- **ACTIONS TO TAKE**:
A: Please duplicate the stretch of the cybersecurity passage from "In addition, the" through "now CloudOps teams.".
B: According to the cybersecurity passage, how much have ASEAN enterprises paid in ransomware payments?

*** Opening of TEXT BLOCK ***

The accelerated digital transformation that public sector organisations have experienced over the last year has had a profound impact on the ability of these agencies to meet their mandates. Virtually delivering vital services to their constituents and supporting a dispersed workforce faced with work-from-home edicts are but two examples of the gains made in this unprecedented period of history.
Unfortunately, malicious actors also made significant gains. Advanced persistent threats and targeted attacks have also reached new levels. These attacks threaten the mission, add risk to services and public safety, and stretch already lean institutional budgets to the brink.
No shortage of wake-up calls
Look no further for real examples of this new reality:
- Approximately four percent of malicious links in relation to the pandemic were found in ASEAN, with an estimated 80,000 phishing attacks within the first three quarters of 2020.
- ASEAN enterprises have made ransomware payments amounting to over US$1 billion.
- Ransomware families such as Maze, REvil, Ragnar and NetWalker are targeting various sectors in ASEAN such as Aerospace in Singapore, IT Services in Malaysia and Manufacturing in Vietnam.
In addition, the oil and energy sectors have been primary targets of cybercrime over the past few years. As these sectors are part of the critical infrastructure of a nation, such attacks not only impede the economy, but also affects public confidence in the services provided by these sectors.
A razor-thin margin for error
In light of these constant reminders, IT and cyber operations need to revisit long-standing incident response processes. Organisations can no longer wait for an incident that escalates to a war room to drive collaboration between NetOps, SecOps, and now CloudOps teams.
The sophistication of advanced threats, supply chain attacks, and new attack vectors created by ballooning surface area means that every organisation must assume they will be compromised.
Once breached, time is of the essence to prevent catastrophic damage. Waiting on disconnected investigation teams and fragmented tools affords threat actors more opportunity to act without being detected.
There is no better time for truly collaborative NetSecOps.
NetSecOps is defined as the collaboration between the Network, Cybersecurity, and often the Cloud teams to reduce the friction that can delay a response to either a security incident or an application outage—which potentially risks the institutional mission or causes monetary damage.

*** Close of TEXT BLOCK ***
*** Opening of EXTRACTED RECORDS ***

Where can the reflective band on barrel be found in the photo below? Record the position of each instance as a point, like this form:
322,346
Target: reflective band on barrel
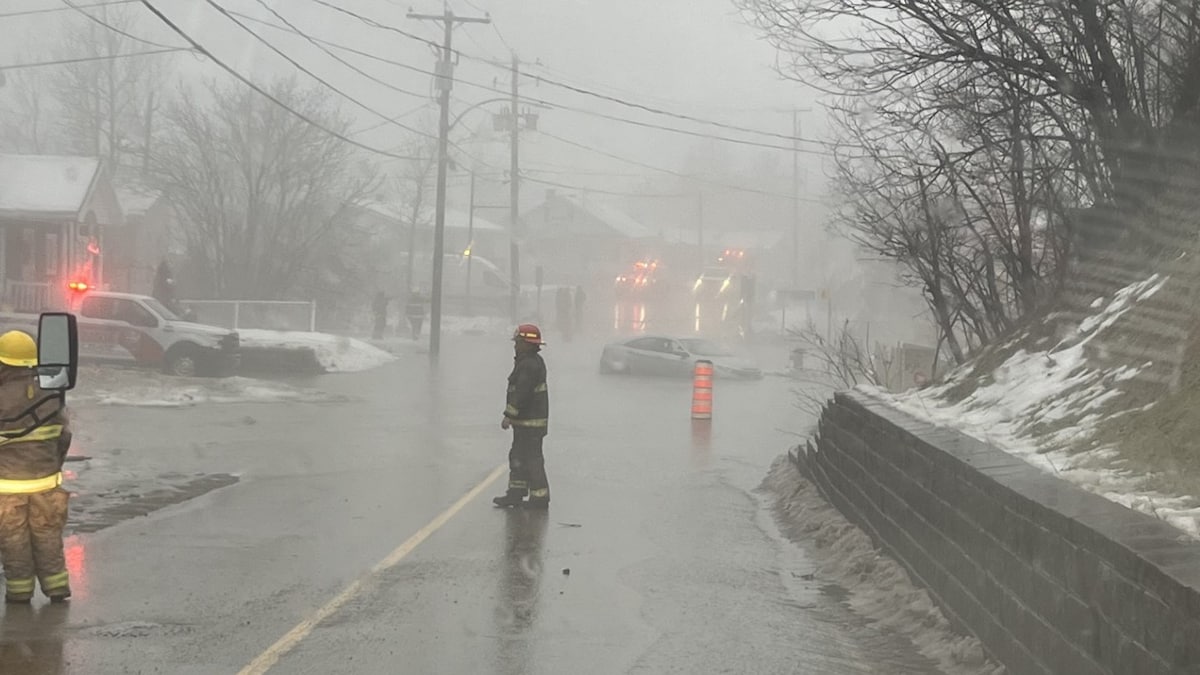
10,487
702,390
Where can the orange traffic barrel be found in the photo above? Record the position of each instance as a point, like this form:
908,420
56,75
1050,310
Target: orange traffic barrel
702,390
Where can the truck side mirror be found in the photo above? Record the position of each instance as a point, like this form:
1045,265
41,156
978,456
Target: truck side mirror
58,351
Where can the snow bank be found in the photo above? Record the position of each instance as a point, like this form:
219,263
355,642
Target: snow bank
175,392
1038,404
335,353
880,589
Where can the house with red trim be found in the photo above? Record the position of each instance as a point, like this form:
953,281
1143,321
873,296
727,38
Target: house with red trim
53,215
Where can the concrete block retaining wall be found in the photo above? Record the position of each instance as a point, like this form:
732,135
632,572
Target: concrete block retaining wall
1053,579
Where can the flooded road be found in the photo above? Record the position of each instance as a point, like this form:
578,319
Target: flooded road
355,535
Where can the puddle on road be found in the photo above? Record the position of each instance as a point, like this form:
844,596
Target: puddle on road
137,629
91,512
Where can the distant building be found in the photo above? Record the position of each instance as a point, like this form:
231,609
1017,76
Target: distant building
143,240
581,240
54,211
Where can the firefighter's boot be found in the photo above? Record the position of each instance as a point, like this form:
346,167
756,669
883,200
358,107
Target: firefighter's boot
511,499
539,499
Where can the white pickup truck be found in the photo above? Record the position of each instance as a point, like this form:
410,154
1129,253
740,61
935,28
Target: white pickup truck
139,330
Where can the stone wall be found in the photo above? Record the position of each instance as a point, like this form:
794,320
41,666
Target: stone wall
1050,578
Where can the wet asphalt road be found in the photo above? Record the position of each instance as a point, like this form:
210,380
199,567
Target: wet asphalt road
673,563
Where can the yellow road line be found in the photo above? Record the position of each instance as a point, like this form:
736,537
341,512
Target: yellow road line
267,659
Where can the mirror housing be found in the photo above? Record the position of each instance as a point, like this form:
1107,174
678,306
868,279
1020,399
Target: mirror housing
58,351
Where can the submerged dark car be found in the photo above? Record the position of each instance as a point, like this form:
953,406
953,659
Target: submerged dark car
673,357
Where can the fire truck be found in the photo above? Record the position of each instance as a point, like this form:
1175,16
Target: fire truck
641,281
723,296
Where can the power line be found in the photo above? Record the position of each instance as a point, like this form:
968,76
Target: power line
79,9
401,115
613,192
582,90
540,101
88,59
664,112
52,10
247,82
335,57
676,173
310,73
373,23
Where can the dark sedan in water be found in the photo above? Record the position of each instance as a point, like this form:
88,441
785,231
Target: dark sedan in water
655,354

*** Close of EXTRACTED RECORDS ***

- **EXERCISE RESPONSES**:
A:
In addition, the oil and energy sectors have been primary targets of cybercrime over the past few years. As these sectors are part of the critical infrastructure of a nation, such attacks not only impede the economy, but also affects public confidence in the services provided by these sectors.
A razor-thin margin for error
In light of these constant reminders, IT and cyber operations need to revisit long-standing incident response processes. Organisations can no longer wait for an incident that escalates to a war room to drive collaboration between NetOps, SecOps, and now CloudOps teams.

B: Over US$1 billion.